Home | Pagine di storia | 1ª Guerra Mondiale | «Sanguinare inchiostro», di e con Andrea Castelli

«Sanguinare inchiostro», di e con Andrea Castelli

Arriva al Teatro Comunale di Pergine lunedì 1 dicembre alle 20.45

image
La scrittura teatrale di Andrea Castelli sulla Grande guerra, dopo l’esordio a Trento e a Bolzano, arriva al Teatro comunale di Pergine lunedì 1 dicembre alle 20.45.
Si tratta del secondo appuntamento della stagione di prosa programmata dal Comune di Pergine in collaborazione col Coordinamento teatrale trentino.
Una produzione Teatro stabile di Bolzano / Centro servizi culturali Santa Chiara Trento
di Andrea Castelli
regia Carmelo Rifici
scene Guido Buganza
costumi Margherita Baldoni
musiche Daniele D'Angelo
luci Lorenzo Carlucci
con Andrea Castelli, Emiliano Masala, Francesca Porrini

A cento anni dallo scoppio della Grande Guerra, il Teatro Stabile di Bolzano e il Centro Servizi Culturali Santa Chiara di Trento propongono uno spettacolo che ripercorre la perversa follia della guerra, di quel conflitto che ha cambiato il XX secolo segnando la storia europea in modo indelebile.
Il testo è a cura di Andrea Castelli che da anni desiderava riflettere con il linguaggio del teatro su questo tema spaventoso, la regia è di Carmelo Rifici, da sempre molto interessato a portare sulle tavole del palcoscenico le riflessioni sulla Storia, grande o piccola che sia.
Basta pensare a due spettacoli davvero riusciti come Avevo un bel pallone rosso di Angela Demattè e La Rosa Bianca di Lillian Groag, anch’essi voluti da Marco Bernardi e prodotti dal Teatro Stabile di Bolzano con l’interpretazione dello stesso Castelli.
 
Con queste parole Andrea Castelli descrive la sua nuova esperienza teatrale.
«Chi scrive in tempo di guerra sanguina sul foglio la propria sofferenza, quella che vede e quella che si porta dentro. Di questa stessa sensazione - il dolore, l’orrore, l’efferatezza e la ripugnanza (parole standard per chi non ne ha avuto un’esperienza viva) - trattano tutte le scritture di guerra, siano esse le pagine di autori famosi o quelle di semplici soldati e contadini gettati nella disumana fornace.
«La scrittura vista come via di salvezza, impeto liberatorio e rigeneratore, anche per chi con essa ha poca dimestichezza. Scrivere a casa, scrivere ciò che si vede, quello che si prova, un romanzo che poi diventerà celebre o un diario sgrammaticato che leggeranno solo i nipoti: l’esperienza della guerra è sempre un grido disperato.
«Con questo spettacolo si è voluto dare vita alle scritture di guerra dentro una sorta di museo degli orrori; far rivivere sulla scena pagine di guerra di scrittori famosi nella prima parte (Paolo Monelli, Erich M. Remarque; Fritz Weber; Robert Musil…) e testimonianze di semplici contadini trentini arruolati con l’Austria nella seconda. Contadini che prendono la penna in mano per scriverci quello che provano, ma anche il disagio di essere tirolesi di lingua italiana nell’esercito Austro-ungarico.

■ Compiti:
1/ Rispondi a queste domande sulla presentazione dello spettacolo:
(a) A che ora comincia lo spettacolo al Teatro comunale di Pergine?
(b) Chi firma la regia?
(c) Con quale esercito erano arruolati i contadini trentini delle testimonianze portate in scena nella seconda parte?
2/ Prosegui la presentazione dello spettacolo «Sanguinare inchiostro» a partire dall'ultima frase riportata.
Le righe non hanno nessun legame con la presentazione dello spettacolo.

■ Dati forniti:

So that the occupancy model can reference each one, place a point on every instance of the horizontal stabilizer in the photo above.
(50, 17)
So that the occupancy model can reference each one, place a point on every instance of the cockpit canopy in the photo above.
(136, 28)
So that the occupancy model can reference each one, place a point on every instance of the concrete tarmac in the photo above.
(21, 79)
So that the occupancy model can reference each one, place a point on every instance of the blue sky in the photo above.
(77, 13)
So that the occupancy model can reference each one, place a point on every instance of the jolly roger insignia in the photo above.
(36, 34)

==

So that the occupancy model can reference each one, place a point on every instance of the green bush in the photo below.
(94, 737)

■ Risposte ai compiti:
1/
(a) Alle 20.45.
(b) Carmelo Rifici.
(c) Con l'esercito austro-ungarico.

2/
«Per questo ultimo aspetto mi è stato fonte di ispirazione il libro di Quinto Antonelli I dimenticati della Grande Guerra, che tratta principalmente di questo argomento.
«Un viaggio ad incontrare uomini che scrissero della peggior esperienza del mondo».
 
«Il testo di Sanguinare inchiostro – spiega ancora Andrea Castelli – ha avuto una lunga gestazione, sviluppatasi in tempi non sospetti, cioè quando ancora non pensavo al centenario della Grande Guerra. Sono sempre stato appassionato del drammatico periodo storico che ha toccato da vicino la nostra terra per due motivi: per rimorso e per vendetta.
«Rimorso perché da ragazzino quando i nonni raccontavano della guerra, se potevo, tagliavo la corda (ora, se ci fossero, sarei io a fare tante domande e loro a scappare); e per vendetta perché la scuola ai miei tempi ci portava alla maturità col programma che terminava rigorosamente ai prodromi della prima guerra mondiale.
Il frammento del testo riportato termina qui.